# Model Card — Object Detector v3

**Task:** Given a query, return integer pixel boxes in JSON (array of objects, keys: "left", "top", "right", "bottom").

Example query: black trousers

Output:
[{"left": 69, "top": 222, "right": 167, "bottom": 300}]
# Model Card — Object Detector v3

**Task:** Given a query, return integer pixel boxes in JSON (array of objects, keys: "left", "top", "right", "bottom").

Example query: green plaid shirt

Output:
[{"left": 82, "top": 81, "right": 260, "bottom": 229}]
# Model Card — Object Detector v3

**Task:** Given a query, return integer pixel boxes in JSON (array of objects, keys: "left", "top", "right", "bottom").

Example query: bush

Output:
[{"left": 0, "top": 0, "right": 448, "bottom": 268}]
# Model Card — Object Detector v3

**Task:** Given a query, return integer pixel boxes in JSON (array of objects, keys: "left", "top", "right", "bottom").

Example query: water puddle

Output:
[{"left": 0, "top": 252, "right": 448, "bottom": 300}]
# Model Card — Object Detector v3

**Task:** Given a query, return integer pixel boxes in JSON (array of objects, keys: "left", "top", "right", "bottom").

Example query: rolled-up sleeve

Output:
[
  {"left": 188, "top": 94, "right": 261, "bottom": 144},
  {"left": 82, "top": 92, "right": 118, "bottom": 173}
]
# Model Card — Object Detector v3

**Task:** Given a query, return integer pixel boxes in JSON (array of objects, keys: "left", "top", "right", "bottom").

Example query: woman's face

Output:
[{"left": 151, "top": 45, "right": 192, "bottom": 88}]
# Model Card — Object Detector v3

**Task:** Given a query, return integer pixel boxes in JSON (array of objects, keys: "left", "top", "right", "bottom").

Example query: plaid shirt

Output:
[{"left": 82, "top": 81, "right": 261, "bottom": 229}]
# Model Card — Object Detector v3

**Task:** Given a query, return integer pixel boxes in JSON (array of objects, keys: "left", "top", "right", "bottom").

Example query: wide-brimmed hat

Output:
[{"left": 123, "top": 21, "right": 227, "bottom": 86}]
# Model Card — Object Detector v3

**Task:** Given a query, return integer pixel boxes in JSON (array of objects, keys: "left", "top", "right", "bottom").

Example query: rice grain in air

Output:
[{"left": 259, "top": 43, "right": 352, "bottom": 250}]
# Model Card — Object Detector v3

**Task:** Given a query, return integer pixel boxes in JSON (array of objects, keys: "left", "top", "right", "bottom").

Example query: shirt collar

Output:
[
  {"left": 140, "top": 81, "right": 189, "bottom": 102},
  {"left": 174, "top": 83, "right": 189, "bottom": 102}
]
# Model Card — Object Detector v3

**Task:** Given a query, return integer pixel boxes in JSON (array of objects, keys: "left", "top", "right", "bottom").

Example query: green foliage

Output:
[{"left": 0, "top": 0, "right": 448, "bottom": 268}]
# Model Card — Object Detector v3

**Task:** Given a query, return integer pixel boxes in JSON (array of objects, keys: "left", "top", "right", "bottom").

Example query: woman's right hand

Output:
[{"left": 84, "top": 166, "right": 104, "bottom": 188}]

================================

### Task objective
Please retype, with no changes, the lines that run from the first line of the entries to the line with "Example query: woman's face", both ends included.

### Answer below
# Model Card — Object Detector v3

**Task:** Given a query, return integer pixel boxes in JSON (array of objects, keys: "left", "top", "right", "bottom").

Example query: black trousers

Output:
[{"left": 69, "top": 222, "right": 167, "bottom": 300}]
# Model Card — Object Detector v3

**Task:** Given a query, return integer pixel boxes in JSON (array of objects, keys: "left", "top", "right", "bottom").

Example query: green plaid shirt

Output:
[{"left": 82, "top": 81, "right": 260, "bottom": 229}]
# Model Card — Object Detector v3

**Task:** Given a query, return integer pixel boxes in JSON (array of objects, keys: "left", "top", "right", "bottom").

Example query: bush

Output:
[{"left": 0, "top": 0, "right": 448, "bottom": 268}]
# Model Card — Object Detector v3

**Task:** Given a query, return integer pixel boxes in JSON (array of objects, keys: "left", "top", "right", "bottom").

Example query: water puddle

Output:
[{"left": 0, "top": 252, "right": 448, "bottom": 300}]
# Model Card — Object Detector v3

**Task:** Given a query, return integer pixel boxes in JSON (array of objects, keys: "left", "top", "right", "bottom").

Example query: rolled-up sleeve

Output:
[
  {"left": 188, "top": 94, "right": 261, "bottom": 144},
  {"left": 82, "top": 92, "right": 118, "bottom": 173}
]
# Model Card — Object Detector v3

**Task:** Given a query, return integer pixel boxes in JSON (array of objects, keys: "left", "top", "right", "bottom").

Example query: woman's face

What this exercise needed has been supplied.